• To do:
[1] In the essay on depression, what did the writer hear during the one hallucination described?
[2] Reproduce the part of the essay on depression between "Thankfully, I was" and "I could see.", inclusive.

• Extract provided:
------------------------

Sometimes, I like to reflect on my life to date. I like to analyze the journeys I’ve gone through, my achievements, my struggles and my life-altering experiences. Actually, this is a lie. I do not do this sometimes. I do this quite frequently, in fact. It also does not seem apt to describe this analysis and constant over-thinking as something I do. It is more something that my mind, a somewhat separate entity, does without my consent.
My mind and I have always quarreled. This was not a new development that occurred once I hit puberty. Since as long as I can remember in fact, my mind has played tricks on me. I do not mean that my imagination causes me to see something that isn’t there. I mean that my mind causes me to question my very reality and worth in this world. My mind plays tricks on me because it causes me to have false beliefs.
Hallucinations are something that I have only experienced once in my life. This was several years ago, when I was 17, and alcohol, a lack of sleep and severe sadness and stress caused me to momentarily hear false chatter between a man and a woman. I cannot even recall what they were saying, but it was not angry or threatening, they were just having general chatter.
Thankfully, I was instantly aware that I was hallucinating, and I did not harbor the false belief that this chatter was real. It is because of this, and because this was an isolated experience, that I can confidently declare that I do not have a mental illness such as schizophrenia.
I do however, have depression. And sadly, I have for several years. It’s very hard for me to pinpoint when exactly I first became depressed. I recall feeling very lost and uncomfortable and useless throughout my childhood. I recall assuming the “class clown” role around my family; probably because I didn’t really have another role; at least not one that I could see.
Depression is a really complex problem, and one which I still don’t really understand. Medical professionals have referred to depression as “a chemical imbalance”. This is probably true to an extent. But for me, depression is a hell of a lot more than that.
You see, my depression clogs my brain’s pores forbidding any true beauty from fully shining through. My depression bullies, humiliates, undermines and uses me. She is a cowardly, mean-spirited evil spirit plagued with negativity and self destruction and poison.
When I feel truly and absolutely depressed, it often does not feel like it is truly me that is experiencing it. It feels like an outer body experience. Because when I am in modes of severe depression, the world around me stops. And all of a sudden I’m watching myself plagued with guilt, emptiness and pain.
And depression is a really fucked up thing. Because it doesn’t make sense when you really think about it. When somebody describes a bad mood as “being depressed”, you discover after you speak with them a little bit more that they’re agitated because they had car trouble or they’re stressed out about a relationship or a social event, or they’re just really tired and aren’t interested in doing anything productive because of that. And after they tell you all of this you realise that this is an isolated instance of being depressed and is situational, and once their fight with their Mam or their other half is resolved they’ll be fine again especially after they get a long hard nap.
But it’s not like that for me. My depression isn’t situational because even when I was a little kid and magic and wonder were real, and things like finances and relationships were shallow and meant nothing, even then I felt depressed. And I can’t pinpoint exactly why this is.
There have been points in my life when things have been going really well for me, and still I lay awake at night having intense anxiety about saying something stupid or embarrassing myself. And the vicious bitch that is my depression won’t shut the fuck up and allow me to be happy. Because for as long as I can remember, I’ve been plagued with complete and utter non-sensical guilt over often very stupid things that nobody cares about anyway.
I often see my mind as utterly paranoid and self-doubting. And when I think of who I am as a person, I do not see myself as having those characteristics.
Obviously, because I’ve only ever been me, I can’t comment on my unhealthy thinking habits as being normal or abnormal. I do however get the impression from the world around me that thinking this way is not normal; or at least, it’s not supposed to be normal. But maybe, most people experience this negative thinking but they hide it so well that people around them won’t notice.
My mind has always been fucked up, basically. And by extension, maybe I too have always been fucked up. However, I do think that creative or artistic people are more inclined to experience the mental turmoil which I’m trying to describe. And because I am naturally that way inclined, I think I’m more prone to it.
My mind is my worst enemy because she’s troubled and negative. But she is also my best friend. Without her, I wouldn’t be able to write, create, film or express myself. It is because of her, that I overthink and overdo and over-analyze.
She is part of me, often much to my dismay.

------------------------

• Exercise data:
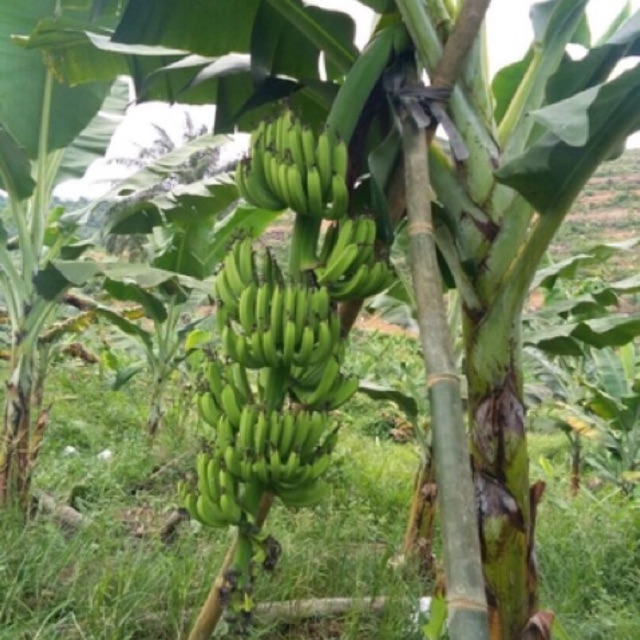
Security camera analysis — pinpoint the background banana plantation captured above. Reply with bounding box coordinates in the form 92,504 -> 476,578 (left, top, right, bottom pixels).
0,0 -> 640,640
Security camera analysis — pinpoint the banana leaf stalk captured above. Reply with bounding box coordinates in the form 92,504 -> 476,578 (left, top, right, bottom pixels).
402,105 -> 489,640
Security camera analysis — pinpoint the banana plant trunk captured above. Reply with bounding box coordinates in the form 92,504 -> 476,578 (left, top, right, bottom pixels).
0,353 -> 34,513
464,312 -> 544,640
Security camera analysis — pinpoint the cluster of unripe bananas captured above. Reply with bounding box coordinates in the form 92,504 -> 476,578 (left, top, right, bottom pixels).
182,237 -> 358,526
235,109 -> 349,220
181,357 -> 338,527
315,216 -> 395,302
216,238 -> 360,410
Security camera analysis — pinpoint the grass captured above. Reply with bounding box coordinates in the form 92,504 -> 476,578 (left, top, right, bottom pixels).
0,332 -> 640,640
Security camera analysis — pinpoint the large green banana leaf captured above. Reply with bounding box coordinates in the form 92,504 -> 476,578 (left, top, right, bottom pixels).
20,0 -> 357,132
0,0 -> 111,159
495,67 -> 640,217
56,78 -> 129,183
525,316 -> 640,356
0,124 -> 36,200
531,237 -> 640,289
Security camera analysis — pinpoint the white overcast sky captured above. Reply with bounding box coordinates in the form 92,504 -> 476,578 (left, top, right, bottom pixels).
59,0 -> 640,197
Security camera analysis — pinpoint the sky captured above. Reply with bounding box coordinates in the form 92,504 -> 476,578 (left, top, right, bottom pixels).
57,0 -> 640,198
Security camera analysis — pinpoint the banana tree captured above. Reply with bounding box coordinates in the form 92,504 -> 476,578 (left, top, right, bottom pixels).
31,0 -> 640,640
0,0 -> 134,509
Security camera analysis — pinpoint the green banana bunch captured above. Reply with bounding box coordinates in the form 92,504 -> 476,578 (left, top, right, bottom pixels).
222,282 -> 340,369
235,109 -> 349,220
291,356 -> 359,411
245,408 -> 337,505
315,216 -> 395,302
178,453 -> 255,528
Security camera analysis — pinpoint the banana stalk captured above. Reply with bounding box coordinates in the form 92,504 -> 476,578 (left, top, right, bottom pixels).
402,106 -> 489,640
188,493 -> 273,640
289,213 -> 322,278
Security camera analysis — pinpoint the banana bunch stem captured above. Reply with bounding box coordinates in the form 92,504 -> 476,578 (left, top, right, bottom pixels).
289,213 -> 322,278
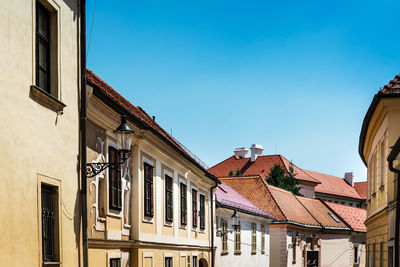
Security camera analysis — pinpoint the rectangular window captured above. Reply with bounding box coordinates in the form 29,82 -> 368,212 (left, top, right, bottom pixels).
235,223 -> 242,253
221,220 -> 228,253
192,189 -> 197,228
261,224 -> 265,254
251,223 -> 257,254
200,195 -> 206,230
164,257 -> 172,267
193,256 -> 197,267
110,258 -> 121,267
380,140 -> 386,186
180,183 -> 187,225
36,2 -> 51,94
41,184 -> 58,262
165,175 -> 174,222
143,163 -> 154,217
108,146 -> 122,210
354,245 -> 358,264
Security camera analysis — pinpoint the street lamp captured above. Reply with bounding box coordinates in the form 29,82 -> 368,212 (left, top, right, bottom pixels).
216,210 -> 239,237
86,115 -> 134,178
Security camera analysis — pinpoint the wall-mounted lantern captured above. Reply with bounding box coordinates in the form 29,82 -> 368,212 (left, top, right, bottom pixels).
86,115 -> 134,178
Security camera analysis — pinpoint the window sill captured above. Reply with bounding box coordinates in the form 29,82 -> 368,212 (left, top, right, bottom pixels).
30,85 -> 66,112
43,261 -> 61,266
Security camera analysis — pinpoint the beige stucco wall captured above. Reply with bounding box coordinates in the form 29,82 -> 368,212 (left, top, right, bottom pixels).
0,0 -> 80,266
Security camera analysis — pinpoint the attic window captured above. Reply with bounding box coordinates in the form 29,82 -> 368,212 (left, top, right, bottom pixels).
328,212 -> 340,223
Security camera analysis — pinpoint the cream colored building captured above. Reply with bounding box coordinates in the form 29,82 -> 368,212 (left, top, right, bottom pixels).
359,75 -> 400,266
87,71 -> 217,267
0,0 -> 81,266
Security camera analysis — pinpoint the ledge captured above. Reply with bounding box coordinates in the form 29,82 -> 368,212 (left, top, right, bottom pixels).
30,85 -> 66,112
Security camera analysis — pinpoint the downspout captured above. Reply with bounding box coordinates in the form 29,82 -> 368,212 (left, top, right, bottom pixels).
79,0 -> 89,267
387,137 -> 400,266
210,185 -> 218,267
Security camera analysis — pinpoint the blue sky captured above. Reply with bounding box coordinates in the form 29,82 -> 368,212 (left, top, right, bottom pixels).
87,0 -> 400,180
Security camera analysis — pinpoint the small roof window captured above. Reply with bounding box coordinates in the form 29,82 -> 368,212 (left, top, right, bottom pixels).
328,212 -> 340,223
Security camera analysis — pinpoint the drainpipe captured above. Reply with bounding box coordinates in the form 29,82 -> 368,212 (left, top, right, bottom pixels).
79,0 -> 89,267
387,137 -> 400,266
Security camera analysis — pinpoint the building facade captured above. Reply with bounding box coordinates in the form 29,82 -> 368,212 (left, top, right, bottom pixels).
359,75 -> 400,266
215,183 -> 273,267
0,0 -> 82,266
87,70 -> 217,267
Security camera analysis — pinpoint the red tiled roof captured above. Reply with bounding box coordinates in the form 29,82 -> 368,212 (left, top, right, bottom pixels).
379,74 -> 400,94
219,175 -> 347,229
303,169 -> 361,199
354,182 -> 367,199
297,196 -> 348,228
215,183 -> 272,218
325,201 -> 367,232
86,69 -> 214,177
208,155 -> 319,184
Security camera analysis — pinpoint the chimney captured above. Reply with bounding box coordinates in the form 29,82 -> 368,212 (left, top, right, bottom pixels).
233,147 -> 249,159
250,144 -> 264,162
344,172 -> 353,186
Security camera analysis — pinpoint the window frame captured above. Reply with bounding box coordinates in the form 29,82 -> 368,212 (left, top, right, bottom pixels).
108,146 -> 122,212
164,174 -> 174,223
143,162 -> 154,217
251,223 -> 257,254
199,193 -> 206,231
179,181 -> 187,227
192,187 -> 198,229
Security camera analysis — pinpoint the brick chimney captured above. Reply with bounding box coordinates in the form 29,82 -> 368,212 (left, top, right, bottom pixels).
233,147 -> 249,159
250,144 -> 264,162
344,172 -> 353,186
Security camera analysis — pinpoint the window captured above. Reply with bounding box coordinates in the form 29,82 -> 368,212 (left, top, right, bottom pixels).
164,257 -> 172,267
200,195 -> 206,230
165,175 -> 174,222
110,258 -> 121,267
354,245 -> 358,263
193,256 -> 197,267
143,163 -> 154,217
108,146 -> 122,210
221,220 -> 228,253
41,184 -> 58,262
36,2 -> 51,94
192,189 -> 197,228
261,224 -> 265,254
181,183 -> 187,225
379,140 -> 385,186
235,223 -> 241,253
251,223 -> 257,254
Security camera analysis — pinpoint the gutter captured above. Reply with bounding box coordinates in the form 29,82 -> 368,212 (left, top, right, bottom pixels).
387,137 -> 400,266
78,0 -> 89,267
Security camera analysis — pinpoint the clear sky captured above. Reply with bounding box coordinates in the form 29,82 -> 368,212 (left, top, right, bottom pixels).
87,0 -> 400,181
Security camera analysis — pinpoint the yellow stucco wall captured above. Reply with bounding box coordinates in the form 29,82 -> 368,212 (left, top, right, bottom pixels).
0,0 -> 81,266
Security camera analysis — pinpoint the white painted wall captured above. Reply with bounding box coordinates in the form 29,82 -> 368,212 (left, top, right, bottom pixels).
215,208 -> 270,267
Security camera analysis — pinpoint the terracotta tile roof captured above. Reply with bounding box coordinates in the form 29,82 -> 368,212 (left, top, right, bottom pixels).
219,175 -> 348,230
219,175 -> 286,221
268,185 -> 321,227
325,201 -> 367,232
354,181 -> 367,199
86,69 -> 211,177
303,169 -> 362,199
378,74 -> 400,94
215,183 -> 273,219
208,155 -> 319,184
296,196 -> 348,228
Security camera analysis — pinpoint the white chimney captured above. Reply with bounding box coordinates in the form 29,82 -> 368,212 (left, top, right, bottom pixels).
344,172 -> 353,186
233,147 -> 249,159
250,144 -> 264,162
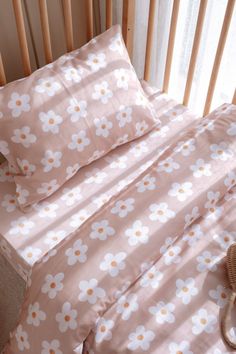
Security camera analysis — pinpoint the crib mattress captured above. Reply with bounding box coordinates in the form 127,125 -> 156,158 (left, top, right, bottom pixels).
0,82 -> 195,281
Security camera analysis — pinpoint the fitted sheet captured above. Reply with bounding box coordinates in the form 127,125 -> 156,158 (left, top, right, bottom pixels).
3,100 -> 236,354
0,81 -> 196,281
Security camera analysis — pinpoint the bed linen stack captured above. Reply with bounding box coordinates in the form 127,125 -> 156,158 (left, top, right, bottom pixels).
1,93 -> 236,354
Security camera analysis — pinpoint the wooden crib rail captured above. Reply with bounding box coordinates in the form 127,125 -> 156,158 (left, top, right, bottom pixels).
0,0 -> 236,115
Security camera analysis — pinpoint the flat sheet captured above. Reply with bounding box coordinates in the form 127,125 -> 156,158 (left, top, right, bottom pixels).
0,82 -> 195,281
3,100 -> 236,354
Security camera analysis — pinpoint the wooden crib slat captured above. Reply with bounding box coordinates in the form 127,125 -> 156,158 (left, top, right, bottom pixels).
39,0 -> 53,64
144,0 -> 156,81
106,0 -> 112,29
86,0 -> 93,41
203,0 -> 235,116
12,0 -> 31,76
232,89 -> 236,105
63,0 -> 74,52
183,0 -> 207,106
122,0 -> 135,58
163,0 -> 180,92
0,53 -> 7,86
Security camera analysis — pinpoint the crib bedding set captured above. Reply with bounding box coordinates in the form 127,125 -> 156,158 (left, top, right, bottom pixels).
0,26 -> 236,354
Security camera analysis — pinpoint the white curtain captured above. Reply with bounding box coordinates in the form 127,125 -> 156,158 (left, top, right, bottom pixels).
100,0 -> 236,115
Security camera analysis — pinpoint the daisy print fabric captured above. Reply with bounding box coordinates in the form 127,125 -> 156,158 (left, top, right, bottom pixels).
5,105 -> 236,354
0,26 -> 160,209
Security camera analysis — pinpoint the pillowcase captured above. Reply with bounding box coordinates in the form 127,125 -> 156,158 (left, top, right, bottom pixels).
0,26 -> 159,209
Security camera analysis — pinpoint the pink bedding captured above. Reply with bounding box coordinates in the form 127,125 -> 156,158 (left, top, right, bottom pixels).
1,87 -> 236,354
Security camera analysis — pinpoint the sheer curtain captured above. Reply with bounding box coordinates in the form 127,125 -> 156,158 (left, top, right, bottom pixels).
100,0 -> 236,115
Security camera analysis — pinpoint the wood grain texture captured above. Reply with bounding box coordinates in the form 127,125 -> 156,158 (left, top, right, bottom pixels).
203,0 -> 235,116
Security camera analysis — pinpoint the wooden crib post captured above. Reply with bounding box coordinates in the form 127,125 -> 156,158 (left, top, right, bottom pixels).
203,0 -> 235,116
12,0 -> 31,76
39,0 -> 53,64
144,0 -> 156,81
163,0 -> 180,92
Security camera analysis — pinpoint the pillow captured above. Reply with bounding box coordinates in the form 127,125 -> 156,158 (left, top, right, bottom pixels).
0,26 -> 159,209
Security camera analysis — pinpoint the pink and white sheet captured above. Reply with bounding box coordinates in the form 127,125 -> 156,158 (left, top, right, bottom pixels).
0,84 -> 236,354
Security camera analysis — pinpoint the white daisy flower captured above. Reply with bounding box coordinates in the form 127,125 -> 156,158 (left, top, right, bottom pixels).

------------------------

• Problem solutions:
[1] False chatter between a man and a woman.

[2]
Thankfully, I was instantly aware that I was hallucinating, and I did not harbor the false belief that this chatter was real. It is because of this, and because this was an isolated experience, that I can confidently declare that I do not have a mental illness such as schizophrenia.
I do however, have depression. And sadly, I have for several years. It’s very hard for me to pinpoint when exactly I first became depressed. I recall feeling very lost and uncomfortable and useless throughout my childhood. I recall assuming the “class clown” role around my family; probably because I didn’t really have another role; at least not one that I could see.